Work instruction - If a record holds a picture, omit the picture, but copy everything else below exactly.

Data provided -

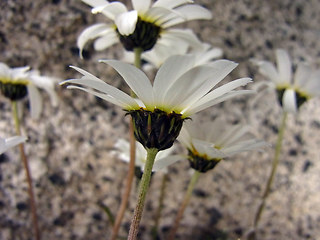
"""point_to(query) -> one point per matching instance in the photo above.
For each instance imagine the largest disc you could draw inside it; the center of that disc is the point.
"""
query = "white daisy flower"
(210, 142)
(16, 83)
(292, 91)
(162, 161)
(6, 143)
(180, 89)
(144, 26)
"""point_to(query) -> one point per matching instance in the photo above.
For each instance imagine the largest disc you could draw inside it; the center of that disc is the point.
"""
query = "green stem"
(184, 204)
(272, 174)
(143, 189)
(137, 57)
(28, 173)
(130, 176)
(160, 206)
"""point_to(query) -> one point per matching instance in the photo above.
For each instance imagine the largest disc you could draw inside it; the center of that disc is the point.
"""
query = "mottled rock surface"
(69, 147)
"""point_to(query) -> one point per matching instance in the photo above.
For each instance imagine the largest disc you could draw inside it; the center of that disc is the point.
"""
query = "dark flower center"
(144, 36)
(301, 98)
(13, 91)
(201, 163)
(156, 129)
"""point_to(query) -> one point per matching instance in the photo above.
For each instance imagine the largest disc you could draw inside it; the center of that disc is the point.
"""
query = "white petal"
(35, 101)
(135, 78)
(106, 41)
(46, 83)
(91, 33)
(208, 55)
(289, 101)
(170, 4)
(284, 66)
(302, 75)
(203, 105)
(184, 137)
(110, 10)
(141, 5)
(7, 143)
(197, 82)
(126, 22)
(168, 73)
(162, 163)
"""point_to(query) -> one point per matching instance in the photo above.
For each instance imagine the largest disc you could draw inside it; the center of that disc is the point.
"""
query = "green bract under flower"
(292, 91)
(180, 89)
(144, 26)
(201, 163)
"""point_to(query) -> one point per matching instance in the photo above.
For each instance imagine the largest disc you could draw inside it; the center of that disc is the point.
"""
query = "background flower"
(6, 143)
(292, 91)
(210, 142)
(144, 26)
(16, 83)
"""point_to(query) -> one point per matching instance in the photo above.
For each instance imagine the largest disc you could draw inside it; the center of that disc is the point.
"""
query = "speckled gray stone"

Exercise answer -
"""point_to(query) -> one point per matching instance in the photo above.
For each instance imagine the largest disc you could draw inside it; the center of that disc is the point.
"""
query = "white daisy flower"
(210, 142)
(16, 83)
(292, 91)
(162, 161)
(6, 143)
(180, 89)
(144, 26)
"""point_to(query) -> one point per matching instance in the photo above.
For each instance imagine the largest disc you could draw inside it; the center of that disc is the point.
"""
query = "green stem"
(184, 204)
(272, 174)
(143, 189)
(137, 57)
(28, 173)
(130, 176)
(160, 206)
"""point_to(query) -> one point per matching instance in the photo above.
For each instance imagine the largest disc you could draw inside it; the center of that disc is the point.
"""
query = "mottled rock surface"
(69, 147)
"""point_to(query) -> one point per matching instance in the photo above.
For each instance imagine the largest disc you could draw inside it; the center of that disc is the point.
"""
query = "dark flower center"
(144, 36)
(301, 98)
(13, 91)
(201, 163)
(156, 129)
"""point_to(query) -> one point per matching instance in the photo above.
For each instance imagine the largest disc you could draw inside it; the center of that disc is the point.
"""
query = "white petal"
(35, 101)
(135, 78)
(106, 41)
(46, 83)
(91, 33)
(208, 55)
(289, 101)
(170, 4)
(284, 66)
(302, 75)
(203, 105)
(184, 137)
(110, 10)
(141, 5)
(7, 143)
(197, 82)
(126, 22)
(168, 73)
(162, 163)
"""point_to(query) -> one point per matching instance in the photo above.
For each instance imagine the largest disc you could draw inside it; the center of that disc is the point.
"""
query = "green bract under flower"
(292, 91)
(180, 89)
(144, 26)
(201, 163)
"""point_to(query) -> one point per matching instance in the photo above.
For each instance imagine the largest disc you could draw inside it; the center of that disc is the point.
"""
query = "background flower"
(6, 143)
(292, 91)
(210, 142)
(144, 26)
(16, 83)
"""point_to(query) -> one point per matching instance in the photo above.
For each instance imagine the largest disc you could draw inside it; the center of that disc is the point.
"""
query = "speckled gray stone"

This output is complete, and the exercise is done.